## TASK REQUIREMENTS
A. Write out the part of the article on ad technology and breaking news below, from "Will editors replace" up to and including "perceived news value.", word for word.
B. Write the next part of the article on ad technology and breaking news below, picking up right after its last sentence.

## SOURCE DOCUMENT
---------------
Trends disrupting breaking news online

Trends disrupting breaking news online

Will editors replace a newsworthy story, with content dictated by ad technology?

It’s a mind-bending thought, but it may happen faster than you think. And when it does, the bastions of breaking news will typically determine a good story by its potential eCPM value (revenue generated from every 1000 views per page), and less by its perceived news value. 

Everything is about to get a whole lot more scientific. Our traffic obsessed culture will be increasingly fueled by digital ad technology.

Real time digital news and the impact of advertising technology
The right content will be dictated by the right ad, at the right time, in the right context. What this means is that your future release will become a story, if the ads it can potentially match, will grab enough eyeballs. The shift could make the already blurred line, between news and advertising, even vaguer.
---------------
## EXTRACTED DATA
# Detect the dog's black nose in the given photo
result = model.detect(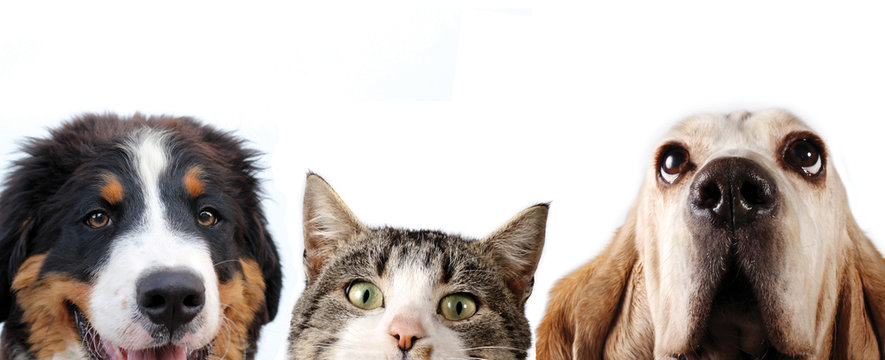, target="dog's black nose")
[135,270,206,332]
[689,157,778,229]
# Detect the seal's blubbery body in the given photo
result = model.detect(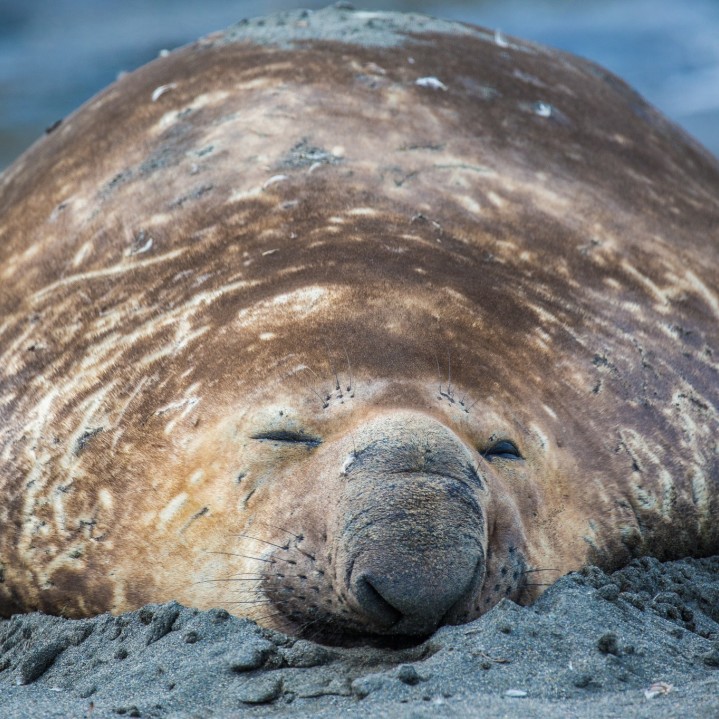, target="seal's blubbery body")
[0,10,719,634]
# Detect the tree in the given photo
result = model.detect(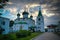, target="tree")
[9,20,14,31]
[47,24,57,32]
[9,20,14,27]
[29,26,36,32]
[0,27,5,34]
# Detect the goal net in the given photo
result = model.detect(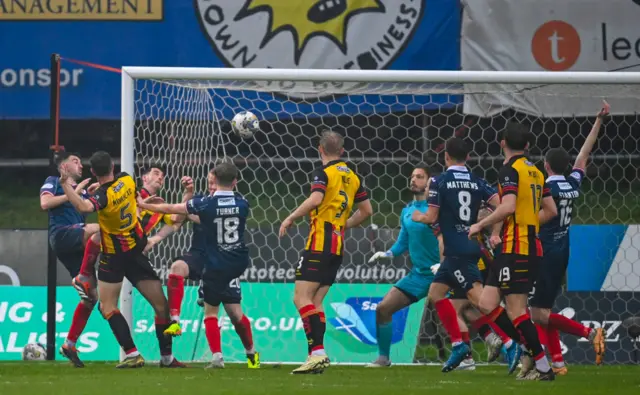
---------------
## TASK RESULTS
A.
Will editors replace a newsworthy story, with content dictated by ad technology?

It’s a mind-bending thought, but it may happen faster than you think. And when it does, the bastions of breaking news will typically determine a good story by its potential eCPM value (revenue generated from every 1000 views per page), and less by its perceived news value.

B.
The Huffington Post is one of the first to clasp real time digital trends and is ripe for the next step. The giant news aggregator is built on a foundation of constantly tracking what drives the most traffic. A report from Columbia school of journalism stated; already today, the Huffington Post has more resources allocated to audience valuation than to content creation.

In many online news sites, writers are asked to keep an eye on dashboards, to track stories and headlines of real-time performances. Data analysis is fast becoming an essential skill for editors and content creators. They constantly need to review what “clicks” and what doesn’t and then adjust their stories.

Traffic is the new currency and in some online publisher corporation,s bonuses are already being tied to tracked performance.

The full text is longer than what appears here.